- **Your instructions**:
Only the lines below starting at the one that contains "Each <instance> block starts" and ending at the one that contains "74L474 43L437 40L294" are to be reproduced, exactly and with both ends kept.

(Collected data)
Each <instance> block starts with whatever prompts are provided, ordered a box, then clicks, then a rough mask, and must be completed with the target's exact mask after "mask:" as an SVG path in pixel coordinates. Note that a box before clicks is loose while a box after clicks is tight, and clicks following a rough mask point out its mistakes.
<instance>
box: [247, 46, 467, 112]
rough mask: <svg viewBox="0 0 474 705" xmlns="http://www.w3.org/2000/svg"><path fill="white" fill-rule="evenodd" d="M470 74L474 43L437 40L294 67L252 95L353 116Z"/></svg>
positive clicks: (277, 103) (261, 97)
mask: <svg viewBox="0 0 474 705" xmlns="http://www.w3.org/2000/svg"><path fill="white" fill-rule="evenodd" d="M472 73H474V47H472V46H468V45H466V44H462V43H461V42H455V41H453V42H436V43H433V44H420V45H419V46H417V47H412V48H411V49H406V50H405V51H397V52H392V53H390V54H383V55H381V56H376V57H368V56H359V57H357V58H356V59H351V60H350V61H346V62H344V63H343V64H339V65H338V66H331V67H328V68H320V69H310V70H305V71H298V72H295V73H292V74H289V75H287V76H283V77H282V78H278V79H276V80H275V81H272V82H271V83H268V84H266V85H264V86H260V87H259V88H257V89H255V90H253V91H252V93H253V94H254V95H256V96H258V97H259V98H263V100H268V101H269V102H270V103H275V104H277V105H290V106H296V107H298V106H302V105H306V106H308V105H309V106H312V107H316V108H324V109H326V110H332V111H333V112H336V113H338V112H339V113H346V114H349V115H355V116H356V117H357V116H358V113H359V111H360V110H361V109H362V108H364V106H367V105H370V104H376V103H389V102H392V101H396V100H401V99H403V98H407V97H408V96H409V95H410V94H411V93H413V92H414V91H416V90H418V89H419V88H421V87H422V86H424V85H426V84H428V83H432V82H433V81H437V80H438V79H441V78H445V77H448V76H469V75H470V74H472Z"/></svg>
...
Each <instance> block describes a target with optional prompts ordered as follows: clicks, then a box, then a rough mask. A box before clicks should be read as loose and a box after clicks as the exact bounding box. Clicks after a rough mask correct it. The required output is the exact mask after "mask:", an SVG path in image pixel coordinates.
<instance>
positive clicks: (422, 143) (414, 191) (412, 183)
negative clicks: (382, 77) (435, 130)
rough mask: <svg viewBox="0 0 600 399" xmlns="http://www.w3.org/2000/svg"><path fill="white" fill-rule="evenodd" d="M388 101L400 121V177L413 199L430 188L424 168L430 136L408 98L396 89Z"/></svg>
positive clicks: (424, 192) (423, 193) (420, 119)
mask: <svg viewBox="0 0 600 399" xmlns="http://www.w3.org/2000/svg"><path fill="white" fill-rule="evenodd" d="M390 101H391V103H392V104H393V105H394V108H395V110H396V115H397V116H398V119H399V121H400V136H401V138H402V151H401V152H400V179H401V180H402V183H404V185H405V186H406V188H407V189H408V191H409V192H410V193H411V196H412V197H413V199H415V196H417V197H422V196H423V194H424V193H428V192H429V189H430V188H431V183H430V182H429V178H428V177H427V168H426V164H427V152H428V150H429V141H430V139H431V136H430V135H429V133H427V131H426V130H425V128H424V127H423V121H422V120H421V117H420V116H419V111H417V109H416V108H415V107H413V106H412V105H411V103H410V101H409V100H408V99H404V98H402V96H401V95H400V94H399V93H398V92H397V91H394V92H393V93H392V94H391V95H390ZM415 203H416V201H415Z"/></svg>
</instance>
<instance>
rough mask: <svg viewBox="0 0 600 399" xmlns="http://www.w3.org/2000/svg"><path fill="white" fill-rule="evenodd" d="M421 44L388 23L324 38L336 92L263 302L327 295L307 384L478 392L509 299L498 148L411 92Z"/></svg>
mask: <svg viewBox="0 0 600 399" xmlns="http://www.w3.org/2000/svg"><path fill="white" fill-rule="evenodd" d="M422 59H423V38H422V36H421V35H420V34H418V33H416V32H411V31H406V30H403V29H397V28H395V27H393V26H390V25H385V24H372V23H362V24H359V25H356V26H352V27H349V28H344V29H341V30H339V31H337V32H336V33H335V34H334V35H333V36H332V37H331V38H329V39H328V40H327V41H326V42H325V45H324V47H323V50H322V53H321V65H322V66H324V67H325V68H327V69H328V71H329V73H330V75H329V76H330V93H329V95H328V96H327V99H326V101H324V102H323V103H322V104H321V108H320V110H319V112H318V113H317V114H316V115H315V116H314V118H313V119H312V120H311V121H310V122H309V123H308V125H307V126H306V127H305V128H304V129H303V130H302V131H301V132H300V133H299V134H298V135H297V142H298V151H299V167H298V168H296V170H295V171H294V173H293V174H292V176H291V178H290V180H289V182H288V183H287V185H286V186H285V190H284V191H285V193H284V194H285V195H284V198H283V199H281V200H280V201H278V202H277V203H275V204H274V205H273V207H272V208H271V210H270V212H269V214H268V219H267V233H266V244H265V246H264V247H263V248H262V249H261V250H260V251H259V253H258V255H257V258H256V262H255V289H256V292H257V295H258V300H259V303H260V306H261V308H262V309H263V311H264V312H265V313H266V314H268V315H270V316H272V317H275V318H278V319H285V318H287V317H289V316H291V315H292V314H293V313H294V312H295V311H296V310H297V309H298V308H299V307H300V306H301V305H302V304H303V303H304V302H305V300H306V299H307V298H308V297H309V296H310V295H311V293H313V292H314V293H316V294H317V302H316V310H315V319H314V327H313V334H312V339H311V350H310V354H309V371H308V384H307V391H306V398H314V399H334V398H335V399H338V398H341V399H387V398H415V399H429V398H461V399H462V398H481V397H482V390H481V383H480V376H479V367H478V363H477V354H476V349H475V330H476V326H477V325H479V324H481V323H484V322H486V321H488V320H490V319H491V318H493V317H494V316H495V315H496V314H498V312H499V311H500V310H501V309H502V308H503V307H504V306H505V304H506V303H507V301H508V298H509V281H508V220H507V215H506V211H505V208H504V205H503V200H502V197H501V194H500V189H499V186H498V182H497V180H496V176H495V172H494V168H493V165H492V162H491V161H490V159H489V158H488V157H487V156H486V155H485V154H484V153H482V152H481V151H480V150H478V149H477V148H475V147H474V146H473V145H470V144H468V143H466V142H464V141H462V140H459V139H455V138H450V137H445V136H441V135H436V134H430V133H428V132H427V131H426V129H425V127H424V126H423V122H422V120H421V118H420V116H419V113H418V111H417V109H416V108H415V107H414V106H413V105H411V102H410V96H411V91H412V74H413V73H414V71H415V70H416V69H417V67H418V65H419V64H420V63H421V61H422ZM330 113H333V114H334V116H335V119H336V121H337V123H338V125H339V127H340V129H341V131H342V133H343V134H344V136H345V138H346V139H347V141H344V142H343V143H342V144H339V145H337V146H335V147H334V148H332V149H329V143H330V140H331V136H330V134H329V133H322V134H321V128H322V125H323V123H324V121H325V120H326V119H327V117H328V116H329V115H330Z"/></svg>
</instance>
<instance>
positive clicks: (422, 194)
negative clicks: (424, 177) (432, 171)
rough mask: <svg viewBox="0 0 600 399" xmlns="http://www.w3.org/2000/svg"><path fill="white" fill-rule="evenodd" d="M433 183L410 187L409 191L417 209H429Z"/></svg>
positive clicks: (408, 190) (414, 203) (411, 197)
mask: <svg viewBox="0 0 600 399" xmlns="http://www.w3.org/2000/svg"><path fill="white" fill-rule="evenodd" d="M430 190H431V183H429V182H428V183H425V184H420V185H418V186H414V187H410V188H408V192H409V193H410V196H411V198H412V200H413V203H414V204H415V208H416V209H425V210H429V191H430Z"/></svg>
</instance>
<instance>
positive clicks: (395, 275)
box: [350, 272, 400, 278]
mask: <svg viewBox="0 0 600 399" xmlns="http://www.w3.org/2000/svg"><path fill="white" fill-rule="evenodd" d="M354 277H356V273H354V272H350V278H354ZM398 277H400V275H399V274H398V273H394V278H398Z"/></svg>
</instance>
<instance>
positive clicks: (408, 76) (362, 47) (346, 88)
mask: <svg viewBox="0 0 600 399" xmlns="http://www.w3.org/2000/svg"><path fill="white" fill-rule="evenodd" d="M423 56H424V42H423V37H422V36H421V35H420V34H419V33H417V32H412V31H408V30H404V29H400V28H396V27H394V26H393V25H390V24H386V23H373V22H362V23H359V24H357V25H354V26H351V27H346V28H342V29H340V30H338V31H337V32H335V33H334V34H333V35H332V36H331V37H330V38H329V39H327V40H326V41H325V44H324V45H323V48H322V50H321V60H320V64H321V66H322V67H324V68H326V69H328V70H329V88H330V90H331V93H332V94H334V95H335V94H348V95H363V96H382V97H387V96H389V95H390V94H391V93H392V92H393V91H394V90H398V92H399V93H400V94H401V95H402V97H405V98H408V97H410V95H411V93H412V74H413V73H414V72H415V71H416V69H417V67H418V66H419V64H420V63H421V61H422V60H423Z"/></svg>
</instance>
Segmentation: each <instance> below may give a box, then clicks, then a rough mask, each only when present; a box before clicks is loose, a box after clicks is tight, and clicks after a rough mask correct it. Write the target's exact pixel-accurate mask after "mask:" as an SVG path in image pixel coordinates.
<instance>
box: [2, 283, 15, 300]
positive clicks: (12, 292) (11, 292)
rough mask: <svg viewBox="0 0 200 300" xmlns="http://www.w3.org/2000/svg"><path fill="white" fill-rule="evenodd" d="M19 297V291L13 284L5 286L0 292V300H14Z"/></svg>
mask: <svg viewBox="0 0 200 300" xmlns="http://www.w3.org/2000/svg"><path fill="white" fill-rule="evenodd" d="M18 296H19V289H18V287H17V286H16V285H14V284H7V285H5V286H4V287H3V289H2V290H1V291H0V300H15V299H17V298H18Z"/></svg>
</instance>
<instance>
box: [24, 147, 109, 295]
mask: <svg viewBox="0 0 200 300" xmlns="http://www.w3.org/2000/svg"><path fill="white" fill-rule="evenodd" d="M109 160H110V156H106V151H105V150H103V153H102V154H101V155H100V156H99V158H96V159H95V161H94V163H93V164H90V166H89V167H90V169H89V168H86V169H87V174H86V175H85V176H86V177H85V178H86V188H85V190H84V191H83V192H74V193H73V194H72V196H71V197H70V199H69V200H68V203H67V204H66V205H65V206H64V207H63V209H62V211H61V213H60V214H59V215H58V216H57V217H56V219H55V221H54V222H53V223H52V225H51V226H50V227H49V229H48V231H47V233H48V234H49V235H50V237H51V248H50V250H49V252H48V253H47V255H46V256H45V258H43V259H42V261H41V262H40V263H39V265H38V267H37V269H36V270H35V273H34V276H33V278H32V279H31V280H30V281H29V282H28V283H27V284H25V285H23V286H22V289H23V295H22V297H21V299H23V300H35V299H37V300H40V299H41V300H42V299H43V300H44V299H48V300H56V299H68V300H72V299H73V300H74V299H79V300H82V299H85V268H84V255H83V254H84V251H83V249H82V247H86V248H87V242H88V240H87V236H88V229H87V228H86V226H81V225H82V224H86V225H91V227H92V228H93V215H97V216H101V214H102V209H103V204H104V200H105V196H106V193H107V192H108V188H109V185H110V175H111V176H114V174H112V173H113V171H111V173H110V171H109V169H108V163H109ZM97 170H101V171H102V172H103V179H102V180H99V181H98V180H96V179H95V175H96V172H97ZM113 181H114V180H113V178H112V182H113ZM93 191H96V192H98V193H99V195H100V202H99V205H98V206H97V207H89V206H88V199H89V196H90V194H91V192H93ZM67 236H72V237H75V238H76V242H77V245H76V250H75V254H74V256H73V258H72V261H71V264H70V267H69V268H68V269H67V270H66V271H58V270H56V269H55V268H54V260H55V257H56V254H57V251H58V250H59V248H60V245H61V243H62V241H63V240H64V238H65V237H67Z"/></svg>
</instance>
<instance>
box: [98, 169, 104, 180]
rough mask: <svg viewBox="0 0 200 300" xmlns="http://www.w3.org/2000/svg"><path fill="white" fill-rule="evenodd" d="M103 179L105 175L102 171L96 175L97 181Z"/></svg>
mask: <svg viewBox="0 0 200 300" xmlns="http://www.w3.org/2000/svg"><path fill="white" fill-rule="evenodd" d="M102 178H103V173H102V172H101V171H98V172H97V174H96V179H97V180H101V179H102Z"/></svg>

- **Solution for this exercise**:
Each <instance> block starts with whatever prompts are provided, ordered a box, then clicks, then a rough mask, and must be completed with the target's exact mask after "mask:" as an SVG path in pixel coordinates. Note that a box before clicks is loose while a box after clicks is tight, and clicks following a rough mask point out its mistakes.
<instance>
box: [247, 46, 467, 112]
rough mask: <svg viewBox="0 0 474 705" xmlns="http://www.w3.org/2000/svg"><path fill="white" fill-rule="evenodd" d="M470 74L474 43L437 40L294 67L252 95L353 116Z"/></svg>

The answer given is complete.